## PROBLEM STATEMENT
Read the data, and whenever a line holds the word "crater", report that line.

Stored data entries:
------------

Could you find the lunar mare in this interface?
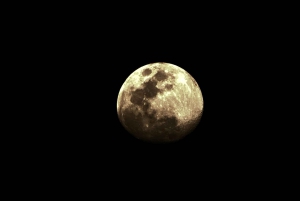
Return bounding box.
[117,62,204,143]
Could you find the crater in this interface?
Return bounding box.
[121,104,182,143]
[142,68,152,76]
[158,116,178,129]
[154,70,168,81]
[130,79,160,108]
[144,80,159,98]
[122,107,144,135]
[130,89,144,105]
[165,84,173,90]
[149,115,180,141]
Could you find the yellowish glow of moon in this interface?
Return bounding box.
[117,62,204,143]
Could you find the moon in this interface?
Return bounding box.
[117,62,204,144]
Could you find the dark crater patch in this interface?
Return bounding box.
[130,79,160,104]
[122,106,144,135]
[142,68,152,76]
[144,80,159,98]
[156,116,178,130]
[165,84,173,90]
[145,109,157,125]
[147,115,181,143]
[122,105,181,143]
[130,89,144,105]
[154,70,168,81]
[144,112,179,137]
[124,76,184,142]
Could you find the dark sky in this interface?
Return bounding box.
[14,4,280,192]
[36,12,268,179]
[44,36,257,167]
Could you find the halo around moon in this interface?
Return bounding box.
[117,62,204,144]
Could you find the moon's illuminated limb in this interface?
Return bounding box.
[117,62,204,143]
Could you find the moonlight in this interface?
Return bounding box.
[117,62,204,143]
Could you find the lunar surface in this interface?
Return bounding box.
[117,62,204,143]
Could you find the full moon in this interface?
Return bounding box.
[117,62,204,144]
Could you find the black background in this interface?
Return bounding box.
[22,5,278,186]
[42,23,259,169]
[5,2,288,196]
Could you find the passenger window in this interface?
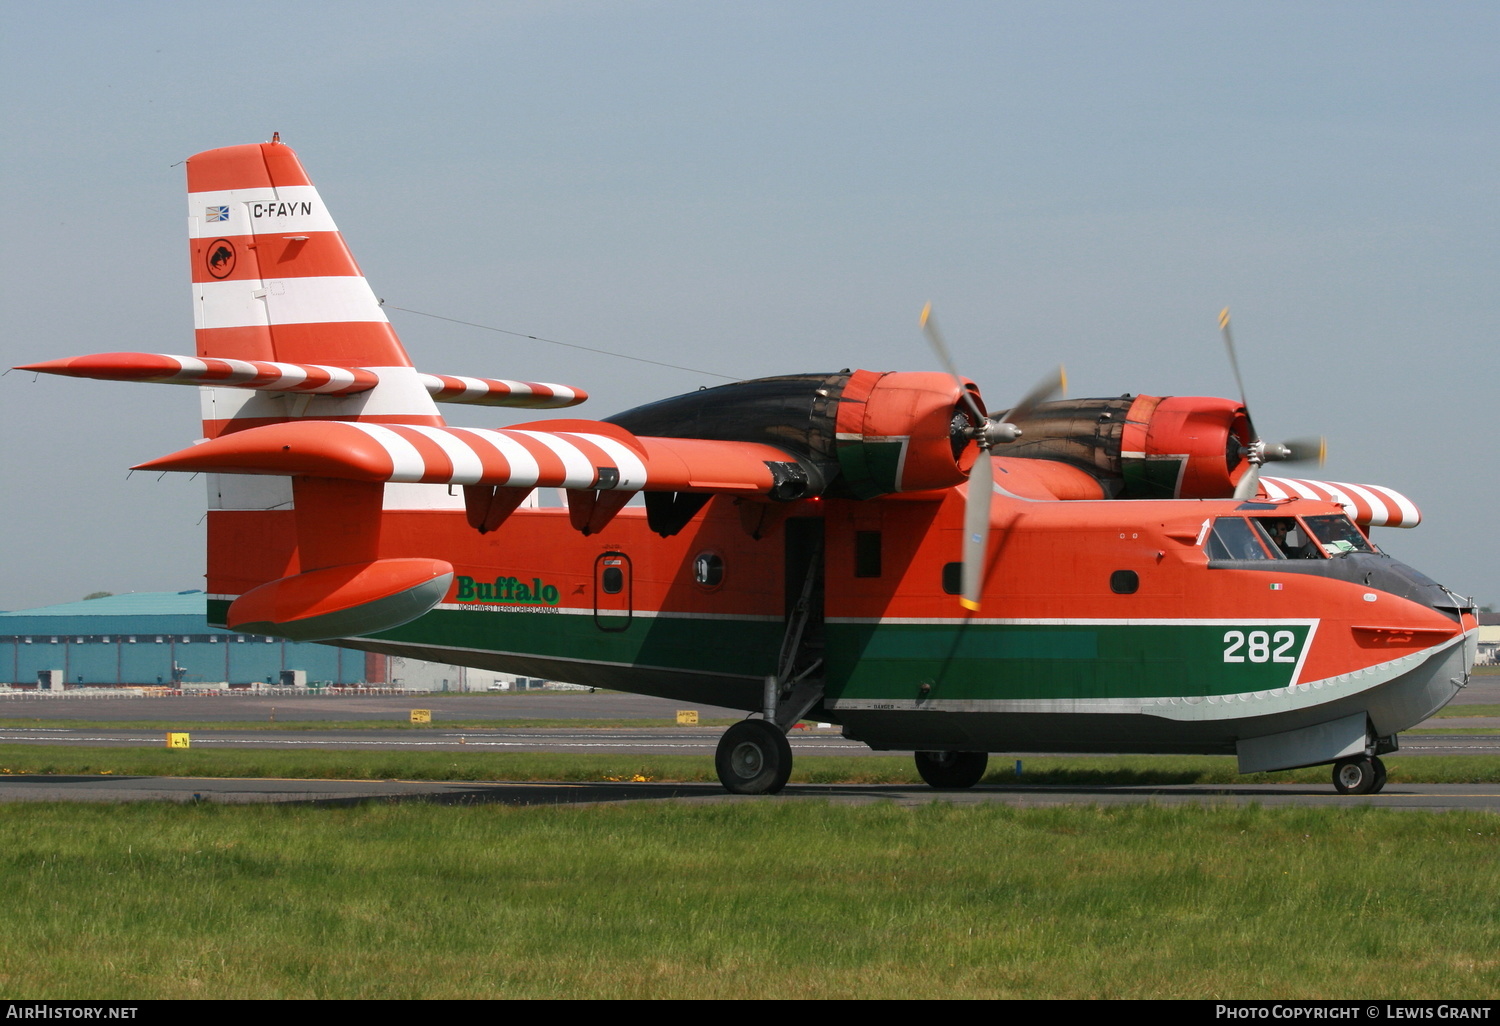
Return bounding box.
[1205,517,1279,560]
[941,562,962,595]
[1110,570,1139,594]
[693,552,724,588]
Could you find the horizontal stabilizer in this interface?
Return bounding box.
[17,353,587,408]
[18,352,378,395]
[417,373,585,408]
[135,420,805,495]
[228,558,454,641]
[1260,476,1421,528]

------------

## WRITTEN ANSWER
Could you find the crater in this interface?
Could you find the dark crater patch in this interface?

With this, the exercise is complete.